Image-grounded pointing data

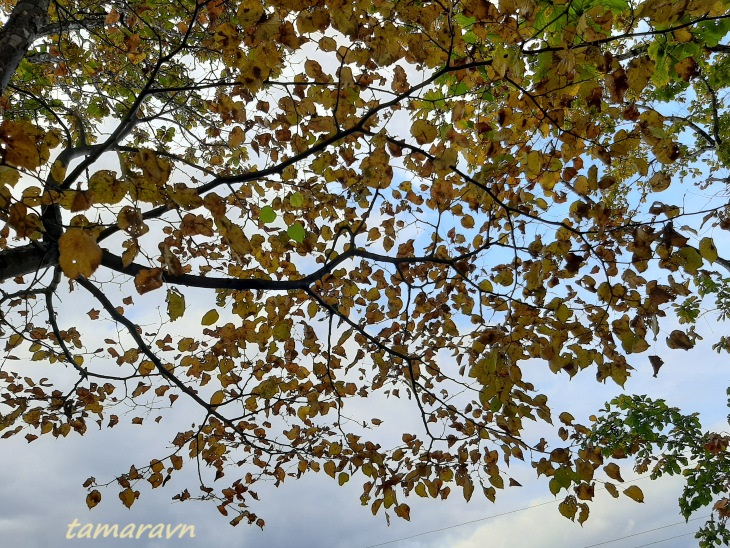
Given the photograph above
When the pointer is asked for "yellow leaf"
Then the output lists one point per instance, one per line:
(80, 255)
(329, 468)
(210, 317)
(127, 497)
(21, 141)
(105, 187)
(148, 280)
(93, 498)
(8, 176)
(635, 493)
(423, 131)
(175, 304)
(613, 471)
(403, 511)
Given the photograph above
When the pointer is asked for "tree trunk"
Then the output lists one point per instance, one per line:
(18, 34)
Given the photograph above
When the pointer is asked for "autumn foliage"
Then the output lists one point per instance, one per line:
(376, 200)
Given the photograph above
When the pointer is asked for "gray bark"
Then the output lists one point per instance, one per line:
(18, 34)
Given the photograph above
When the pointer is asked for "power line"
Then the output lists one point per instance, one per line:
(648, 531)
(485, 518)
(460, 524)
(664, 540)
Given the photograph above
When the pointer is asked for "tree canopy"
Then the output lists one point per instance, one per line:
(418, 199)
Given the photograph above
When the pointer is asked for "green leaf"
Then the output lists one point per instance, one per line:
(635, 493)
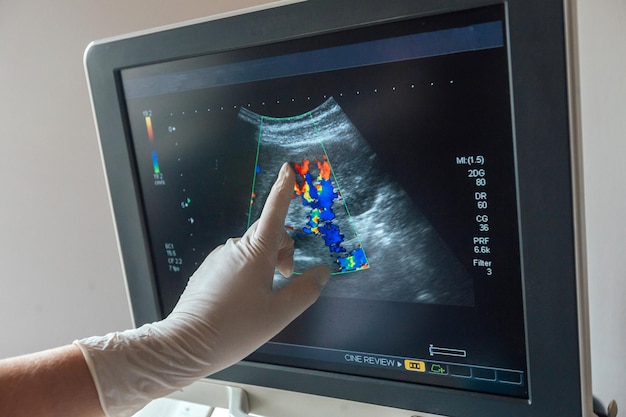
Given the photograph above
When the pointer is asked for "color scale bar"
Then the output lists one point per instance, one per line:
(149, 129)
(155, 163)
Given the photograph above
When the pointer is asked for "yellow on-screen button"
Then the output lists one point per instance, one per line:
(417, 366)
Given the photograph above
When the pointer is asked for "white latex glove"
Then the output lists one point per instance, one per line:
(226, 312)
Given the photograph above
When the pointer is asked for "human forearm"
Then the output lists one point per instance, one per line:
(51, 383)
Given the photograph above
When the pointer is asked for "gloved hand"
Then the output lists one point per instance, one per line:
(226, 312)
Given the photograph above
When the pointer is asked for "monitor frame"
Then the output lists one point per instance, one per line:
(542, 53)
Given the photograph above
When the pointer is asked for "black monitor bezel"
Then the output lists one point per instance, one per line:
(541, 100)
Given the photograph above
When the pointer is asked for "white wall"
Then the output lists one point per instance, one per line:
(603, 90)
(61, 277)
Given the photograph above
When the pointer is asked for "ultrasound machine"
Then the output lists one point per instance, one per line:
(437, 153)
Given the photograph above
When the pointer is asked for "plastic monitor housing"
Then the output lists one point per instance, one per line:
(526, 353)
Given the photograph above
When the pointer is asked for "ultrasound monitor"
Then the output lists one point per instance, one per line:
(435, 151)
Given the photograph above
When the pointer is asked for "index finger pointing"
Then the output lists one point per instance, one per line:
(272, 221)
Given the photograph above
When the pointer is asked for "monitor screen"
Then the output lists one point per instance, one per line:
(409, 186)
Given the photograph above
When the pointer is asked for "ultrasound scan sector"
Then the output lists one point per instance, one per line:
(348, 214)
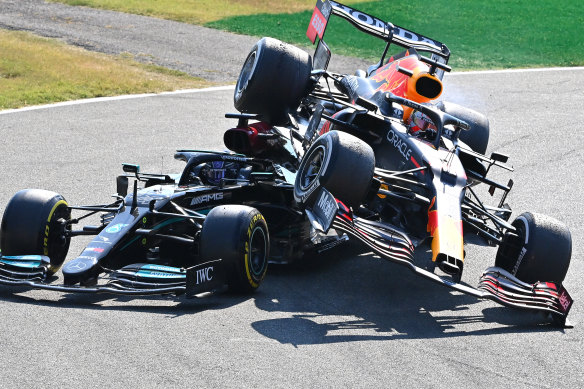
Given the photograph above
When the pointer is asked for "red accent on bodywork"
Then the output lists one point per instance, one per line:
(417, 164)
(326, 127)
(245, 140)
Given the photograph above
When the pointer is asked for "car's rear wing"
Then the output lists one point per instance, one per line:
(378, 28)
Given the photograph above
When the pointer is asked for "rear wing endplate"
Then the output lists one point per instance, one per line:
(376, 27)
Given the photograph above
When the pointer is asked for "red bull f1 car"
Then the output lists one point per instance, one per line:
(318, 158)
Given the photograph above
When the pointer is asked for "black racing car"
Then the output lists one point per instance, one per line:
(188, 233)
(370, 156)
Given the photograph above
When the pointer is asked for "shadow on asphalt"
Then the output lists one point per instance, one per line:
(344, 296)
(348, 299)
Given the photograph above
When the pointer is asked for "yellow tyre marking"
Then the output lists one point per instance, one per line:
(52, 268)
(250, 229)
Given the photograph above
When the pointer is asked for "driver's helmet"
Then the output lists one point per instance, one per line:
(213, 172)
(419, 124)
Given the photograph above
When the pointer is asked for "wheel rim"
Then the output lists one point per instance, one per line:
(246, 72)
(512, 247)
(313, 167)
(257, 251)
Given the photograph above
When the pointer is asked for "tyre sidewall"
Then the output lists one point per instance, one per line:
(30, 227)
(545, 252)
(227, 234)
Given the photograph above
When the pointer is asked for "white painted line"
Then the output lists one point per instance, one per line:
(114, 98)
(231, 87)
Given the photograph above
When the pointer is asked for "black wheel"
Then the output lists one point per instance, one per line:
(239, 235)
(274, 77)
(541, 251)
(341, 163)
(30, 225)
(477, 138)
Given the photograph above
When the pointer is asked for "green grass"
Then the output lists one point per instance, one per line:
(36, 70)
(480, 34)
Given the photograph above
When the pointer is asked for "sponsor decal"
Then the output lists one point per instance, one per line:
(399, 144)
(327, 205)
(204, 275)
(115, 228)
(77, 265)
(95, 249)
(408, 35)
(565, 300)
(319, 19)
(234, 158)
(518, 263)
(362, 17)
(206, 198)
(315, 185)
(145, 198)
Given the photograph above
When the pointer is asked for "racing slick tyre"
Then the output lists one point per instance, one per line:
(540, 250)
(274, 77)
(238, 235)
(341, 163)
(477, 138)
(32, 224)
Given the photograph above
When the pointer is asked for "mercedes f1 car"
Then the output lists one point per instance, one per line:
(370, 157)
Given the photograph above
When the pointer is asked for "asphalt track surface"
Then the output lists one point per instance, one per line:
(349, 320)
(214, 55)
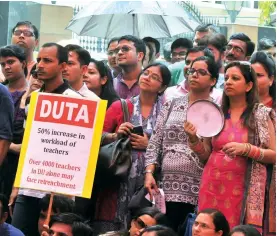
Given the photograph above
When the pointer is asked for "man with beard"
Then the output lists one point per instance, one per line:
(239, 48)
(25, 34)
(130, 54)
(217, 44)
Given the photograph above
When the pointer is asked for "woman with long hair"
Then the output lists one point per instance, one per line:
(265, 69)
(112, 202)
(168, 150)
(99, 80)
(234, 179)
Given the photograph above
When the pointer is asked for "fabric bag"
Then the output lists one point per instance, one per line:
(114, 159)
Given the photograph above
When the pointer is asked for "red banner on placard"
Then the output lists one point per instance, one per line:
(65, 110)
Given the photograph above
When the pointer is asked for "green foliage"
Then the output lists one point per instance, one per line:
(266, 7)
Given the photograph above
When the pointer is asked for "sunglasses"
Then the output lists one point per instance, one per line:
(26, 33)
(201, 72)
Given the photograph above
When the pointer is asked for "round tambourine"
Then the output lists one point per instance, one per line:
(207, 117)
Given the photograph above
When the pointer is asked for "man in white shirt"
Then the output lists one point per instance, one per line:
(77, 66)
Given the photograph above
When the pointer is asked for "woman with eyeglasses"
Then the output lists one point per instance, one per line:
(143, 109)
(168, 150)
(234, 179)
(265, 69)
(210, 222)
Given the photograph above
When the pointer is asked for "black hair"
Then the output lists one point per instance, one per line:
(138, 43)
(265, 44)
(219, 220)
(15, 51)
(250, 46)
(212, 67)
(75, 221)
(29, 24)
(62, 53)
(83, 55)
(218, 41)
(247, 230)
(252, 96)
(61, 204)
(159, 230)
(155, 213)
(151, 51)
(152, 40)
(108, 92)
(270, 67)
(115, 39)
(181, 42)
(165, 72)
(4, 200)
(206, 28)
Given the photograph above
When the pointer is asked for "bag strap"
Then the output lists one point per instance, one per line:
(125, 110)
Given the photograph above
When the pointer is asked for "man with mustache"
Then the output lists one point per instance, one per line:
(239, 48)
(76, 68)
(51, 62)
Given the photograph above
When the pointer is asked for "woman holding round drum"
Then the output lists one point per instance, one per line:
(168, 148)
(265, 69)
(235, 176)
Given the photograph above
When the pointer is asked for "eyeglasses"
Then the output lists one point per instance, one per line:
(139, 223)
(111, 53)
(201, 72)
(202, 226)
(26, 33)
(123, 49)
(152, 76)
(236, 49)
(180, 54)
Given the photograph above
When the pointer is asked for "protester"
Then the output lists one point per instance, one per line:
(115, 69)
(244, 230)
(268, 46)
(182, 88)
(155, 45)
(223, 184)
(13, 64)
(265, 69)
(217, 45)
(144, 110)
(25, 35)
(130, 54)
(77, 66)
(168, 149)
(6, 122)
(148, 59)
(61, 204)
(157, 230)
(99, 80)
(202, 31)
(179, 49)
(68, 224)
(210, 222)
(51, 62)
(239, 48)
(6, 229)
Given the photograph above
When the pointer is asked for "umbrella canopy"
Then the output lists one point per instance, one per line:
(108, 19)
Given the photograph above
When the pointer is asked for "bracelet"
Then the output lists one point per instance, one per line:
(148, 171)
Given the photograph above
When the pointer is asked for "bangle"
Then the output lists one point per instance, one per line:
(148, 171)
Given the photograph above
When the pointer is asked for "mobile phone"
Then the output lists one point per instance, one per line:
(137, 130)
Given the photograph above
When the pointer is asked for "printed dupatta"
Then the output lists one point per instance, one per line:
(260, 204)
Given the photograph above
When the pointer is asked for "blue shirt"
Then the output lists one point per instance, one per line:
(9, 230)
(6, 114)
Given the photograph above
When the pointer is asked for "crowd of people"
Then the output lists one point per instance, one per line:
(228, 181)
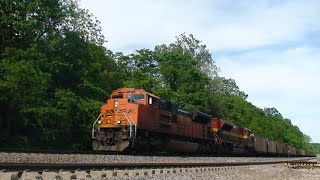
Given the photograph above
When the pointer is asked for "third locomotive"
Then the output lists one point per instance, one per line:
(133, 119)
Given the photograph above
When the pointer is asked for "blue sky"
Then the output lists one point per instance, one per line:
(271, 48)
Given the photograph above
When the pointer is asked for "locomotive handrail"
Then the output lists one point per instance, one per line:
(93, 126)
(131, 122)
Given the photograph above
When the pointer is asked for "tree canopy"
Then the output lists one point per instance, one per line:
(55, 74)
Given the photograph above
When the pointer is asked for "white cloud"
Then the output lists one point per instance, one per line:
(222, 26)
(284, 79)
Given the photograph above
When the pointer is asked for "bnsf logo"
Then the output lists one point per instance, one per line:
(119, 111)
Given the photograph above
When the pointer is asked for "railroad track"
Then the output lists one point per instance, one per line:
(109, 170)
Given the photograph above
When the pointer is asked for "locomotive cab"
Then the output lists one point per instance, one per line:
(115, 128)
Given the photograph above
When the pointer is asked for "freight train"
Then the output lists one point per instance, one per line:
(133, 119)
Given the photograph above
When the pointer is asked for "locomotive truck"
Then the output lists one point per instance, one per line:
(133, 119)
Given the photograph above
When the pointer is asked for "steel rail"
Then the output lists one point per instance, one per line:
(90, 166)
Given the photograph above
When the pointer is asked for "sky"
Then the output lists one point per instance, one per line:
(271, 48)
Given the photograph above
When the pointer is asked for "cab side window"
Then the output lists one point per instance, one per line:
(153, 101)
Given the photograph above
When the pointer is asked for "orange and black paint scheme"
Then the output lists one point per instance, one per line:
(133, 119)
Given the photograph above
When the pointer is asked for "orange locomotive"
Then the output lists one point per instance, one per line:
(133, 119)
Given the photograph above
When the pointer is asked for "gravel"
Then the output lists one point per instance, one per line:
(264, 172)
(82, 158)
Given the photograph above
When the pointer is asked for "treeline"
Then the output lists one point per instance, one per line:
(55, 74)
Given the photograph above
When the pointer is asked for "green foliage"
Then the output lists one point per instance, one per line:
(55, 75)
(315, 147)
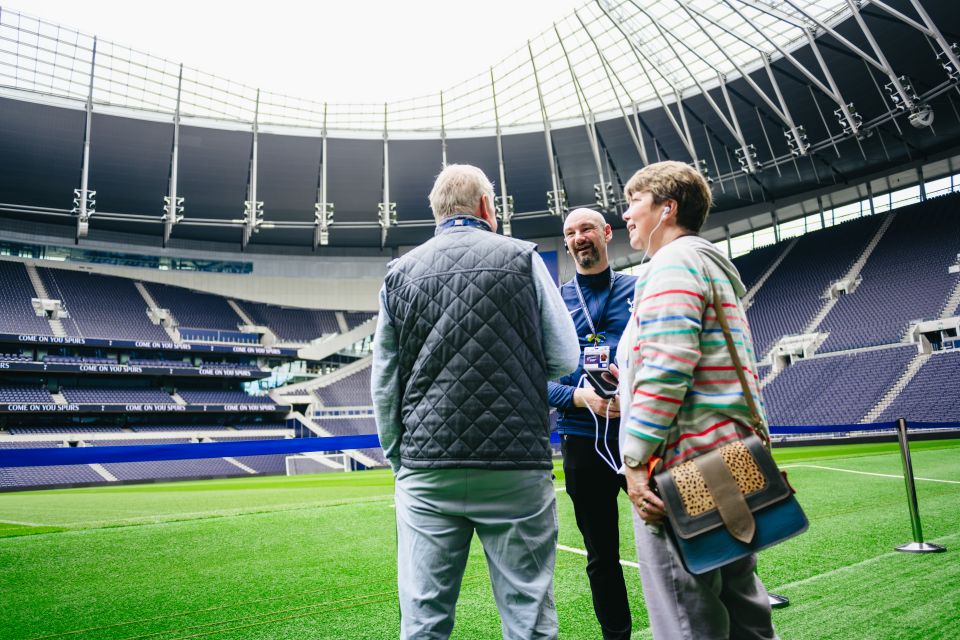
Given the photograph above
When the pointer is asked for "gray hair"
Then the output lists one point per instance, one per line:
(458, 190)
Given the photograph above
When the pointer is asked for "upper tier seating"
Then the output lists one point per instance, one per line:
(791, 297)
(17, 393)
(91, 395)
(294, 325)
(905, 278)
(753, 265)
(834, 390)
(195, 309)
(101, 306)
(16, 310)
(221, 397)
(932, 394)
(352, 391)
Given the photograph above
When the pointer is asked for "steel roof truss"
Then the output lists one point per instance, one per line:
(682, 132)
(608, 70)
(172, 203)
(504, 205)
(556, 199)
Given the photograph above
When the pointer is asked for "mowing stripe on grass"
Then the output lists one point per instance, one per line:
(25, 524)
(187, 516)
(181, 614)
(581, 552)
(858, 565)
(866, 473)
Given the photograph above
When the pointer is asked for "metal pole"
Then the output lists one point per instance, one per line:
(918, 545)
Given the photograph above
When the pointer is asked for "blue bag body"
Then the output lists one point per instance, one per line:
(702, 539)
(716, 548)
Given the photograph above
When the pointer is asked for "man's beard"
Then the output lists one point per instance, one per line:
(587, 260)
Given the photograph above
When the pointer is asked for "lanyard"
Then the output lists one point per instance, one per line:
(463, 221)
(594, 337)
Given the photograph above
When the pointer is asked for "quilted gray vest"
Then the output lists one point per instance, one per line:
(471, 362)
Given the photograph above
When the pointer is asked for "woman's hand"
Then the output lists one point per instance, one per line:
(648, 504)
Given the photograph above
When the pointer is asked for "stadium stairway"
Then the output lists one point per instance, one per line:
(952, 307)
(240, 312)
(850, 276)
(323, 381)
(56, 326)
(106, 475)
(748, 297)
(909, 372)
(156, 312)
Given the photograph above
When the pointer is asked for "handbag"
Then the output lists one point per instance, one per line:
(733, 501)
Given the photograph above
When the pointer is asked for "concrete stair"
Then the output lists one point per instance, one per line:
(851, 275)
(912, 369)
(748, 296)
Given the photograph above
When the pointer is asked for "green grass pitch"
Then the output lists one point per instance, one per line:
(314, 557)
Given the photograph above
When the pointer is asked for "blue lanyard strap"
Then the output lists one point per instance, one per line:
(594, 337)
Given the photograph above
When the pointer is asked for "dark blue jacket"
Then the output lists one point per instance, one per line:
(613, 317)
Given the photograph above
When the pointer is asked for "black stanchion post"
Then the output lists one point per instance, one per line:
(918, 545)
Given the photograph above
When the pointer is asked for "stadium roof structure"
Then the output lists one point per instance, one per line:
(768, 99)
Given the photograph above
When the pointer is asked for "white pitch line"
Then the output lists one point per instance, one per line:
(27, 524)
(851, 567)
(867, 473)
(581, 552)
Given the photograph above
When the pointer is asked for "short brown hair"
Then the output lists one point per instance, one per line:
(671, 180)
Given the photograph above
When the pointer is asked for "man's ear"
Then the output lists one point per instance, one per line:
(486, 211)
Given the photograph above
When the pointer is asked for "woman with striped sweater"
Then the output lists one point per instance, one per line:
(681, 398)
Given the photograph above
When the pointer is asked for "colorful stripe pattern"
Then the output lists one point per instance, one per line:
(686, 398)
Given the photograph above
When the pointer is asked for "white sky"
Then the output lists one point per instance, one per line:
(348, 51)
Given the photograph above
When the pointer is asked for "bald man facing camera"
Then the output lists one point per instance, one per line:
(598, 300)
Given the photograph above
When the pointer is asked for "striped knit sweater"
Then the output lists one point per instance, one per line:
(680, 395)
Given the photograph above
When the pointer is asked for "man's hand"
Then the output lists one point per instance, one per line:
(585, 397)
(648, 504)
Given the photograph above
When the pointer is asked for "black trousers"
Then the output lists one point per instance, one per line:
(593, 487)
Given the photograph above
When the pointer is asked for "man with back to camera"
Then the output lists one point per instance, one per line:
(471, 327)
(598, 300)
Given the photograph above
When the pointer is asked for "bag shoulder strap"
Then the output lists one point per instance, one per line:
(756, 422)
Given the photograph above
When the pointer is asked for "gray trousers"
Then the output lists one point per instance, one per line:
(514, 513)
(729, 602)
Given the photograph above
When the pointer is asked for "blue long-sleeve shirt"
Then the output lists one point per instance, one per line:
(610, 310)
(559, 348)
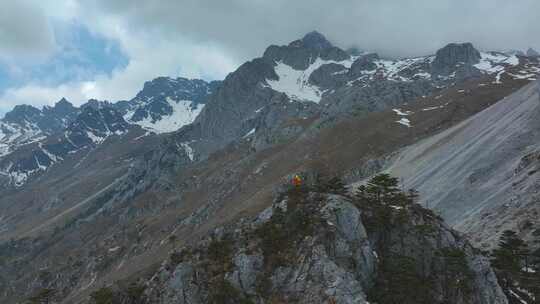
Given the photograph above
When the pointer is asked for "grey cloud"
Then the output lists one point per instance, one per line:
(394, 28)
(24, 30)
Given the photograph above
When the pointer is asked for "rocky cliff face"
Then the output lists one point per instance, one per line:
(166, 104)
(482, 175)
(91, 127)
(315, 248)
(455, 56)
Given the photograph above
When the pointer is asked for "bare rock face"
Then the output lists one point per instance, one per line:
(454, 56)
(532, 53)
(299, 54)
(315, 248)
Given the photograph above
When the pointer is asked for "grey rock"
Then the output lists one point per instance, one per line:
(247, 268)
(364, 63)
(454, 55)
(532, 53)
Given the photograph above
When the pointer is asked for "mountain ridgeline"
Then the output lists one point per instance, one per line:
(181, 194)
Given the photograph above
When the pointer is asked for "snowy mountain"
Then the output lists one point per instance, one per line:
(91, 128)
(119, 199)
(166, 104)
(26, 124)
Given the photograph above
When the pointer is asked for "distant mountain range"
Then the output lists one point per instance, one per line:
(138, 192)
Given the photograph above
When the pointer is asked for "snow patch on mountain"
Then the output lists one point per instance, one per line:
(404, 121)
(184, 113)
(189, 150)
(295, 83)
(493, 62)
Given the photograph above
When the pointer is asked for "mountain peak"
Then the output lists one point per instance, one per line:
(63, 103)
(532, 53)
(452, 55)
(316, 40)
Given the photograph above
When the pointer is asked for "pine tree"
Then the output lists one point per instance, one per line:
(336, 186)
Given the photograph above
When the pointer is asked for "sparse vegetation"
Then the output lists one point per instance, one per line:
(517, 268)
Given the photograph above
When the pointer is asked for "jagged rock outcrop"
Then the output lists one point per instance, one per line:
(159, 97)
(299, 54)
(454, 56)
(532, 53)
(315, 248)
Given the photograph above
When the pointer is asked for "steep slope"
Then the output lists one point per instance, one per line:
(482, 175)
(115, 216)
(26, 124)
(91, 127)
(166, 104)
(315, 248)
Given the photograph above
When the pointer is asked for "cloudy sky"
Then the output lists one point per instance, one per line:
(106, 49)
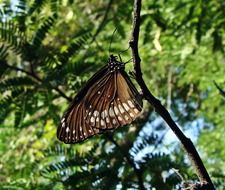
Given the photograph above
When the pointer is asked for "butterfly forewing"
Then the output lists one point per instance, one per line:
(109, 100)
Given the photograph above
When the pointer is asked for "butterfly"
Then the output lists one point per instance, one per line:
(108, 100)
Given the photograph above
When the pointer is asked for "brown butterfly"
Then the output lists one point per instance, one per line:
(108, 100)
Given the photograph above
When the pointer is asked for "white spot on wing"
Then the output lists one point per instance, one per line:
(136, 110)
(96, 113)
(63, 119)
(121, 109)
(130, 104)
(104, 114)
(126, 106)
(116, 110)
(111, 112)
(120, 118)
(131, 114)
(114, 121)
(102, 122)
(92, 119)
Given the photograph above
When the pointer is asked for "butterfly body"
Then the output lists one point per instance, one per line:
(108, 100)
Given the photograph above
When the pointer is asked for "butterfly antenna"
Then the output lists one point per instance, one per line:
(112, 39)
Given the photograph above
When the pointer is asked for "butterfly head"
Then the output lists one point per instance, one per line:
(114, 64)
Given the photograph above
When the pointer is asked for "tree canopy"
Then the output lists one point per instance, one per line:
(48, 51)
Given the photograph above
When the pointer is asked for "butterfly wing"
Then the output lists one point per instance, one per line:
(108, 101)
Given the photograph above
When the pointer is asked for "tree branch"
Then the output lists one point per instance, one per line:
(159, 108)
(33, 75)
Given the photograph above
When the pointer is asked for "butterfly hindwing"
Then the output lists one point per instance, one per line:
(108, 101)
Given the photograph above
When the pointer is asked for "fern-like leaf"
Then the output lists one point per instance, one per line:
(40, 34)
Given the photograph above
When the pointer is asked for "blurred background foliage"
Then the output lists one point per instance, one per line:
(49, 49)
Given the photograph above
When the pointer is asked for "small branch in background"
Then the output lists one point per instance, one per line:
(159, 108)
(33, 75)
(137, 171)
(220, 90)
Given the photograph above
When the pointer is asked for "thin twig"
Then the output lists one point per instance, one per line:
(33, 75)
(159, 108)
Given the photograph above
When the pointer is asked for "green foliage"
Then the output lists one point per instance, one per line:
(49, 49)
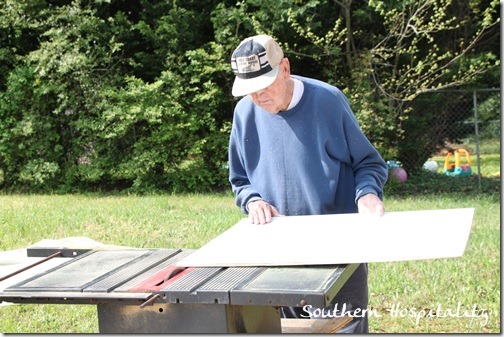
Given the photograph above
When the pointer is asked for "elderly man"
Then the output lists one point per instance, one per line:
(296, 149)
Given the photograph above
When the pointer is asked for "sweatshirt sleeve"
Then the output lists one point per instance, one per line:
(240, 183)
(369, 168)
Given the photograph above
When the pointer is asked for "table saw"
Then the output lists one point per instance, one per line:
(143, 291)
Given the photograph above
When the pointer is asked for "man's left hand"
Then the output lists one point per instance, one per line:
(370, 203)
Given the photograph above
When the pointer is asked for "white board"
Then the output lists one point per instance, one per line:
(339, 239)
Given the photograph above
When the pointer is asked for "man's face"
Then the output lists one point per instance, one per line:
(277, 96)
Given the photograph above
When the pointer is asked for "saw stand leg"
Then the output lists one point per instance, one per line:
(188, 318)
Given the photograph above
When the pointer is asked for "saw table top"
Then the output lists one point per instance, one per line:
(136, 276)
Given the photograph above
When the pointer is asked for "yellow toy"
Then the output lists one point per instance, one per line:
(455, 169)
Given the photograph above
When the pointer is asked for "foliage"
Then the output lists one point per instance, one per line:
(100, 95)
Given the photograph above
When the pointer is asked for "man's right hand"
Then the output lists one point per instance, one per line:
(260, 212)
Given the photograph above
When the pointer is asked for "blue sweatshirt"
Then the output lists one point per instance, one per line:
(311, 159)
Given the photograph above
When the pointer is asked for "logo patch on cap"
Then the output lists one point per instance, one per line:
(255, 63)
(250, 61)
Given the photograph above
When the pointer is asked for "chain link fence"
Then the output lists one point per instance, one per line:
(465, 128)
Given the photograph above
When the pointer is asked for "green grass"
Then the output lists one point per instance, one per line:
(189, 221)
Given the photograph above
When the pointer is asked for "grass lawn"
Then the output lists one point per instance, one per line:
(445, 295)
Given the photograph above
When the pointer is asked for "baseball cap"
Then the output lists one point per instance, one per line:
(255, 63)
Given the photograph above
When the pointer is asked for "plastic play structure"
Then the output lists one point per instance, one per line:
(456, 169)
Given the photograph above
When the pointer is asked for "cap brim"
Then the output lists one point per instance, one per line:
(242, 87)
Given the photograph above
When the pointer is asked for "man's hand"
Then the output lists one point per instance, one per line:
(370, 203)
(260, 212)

# [Problem details]
Go through the records above and copy every line with the word "screen".

# [Answer to this problem]
When the pointer is asked for "yellow on-screen button"
When the pointer is asked for "monitor screen"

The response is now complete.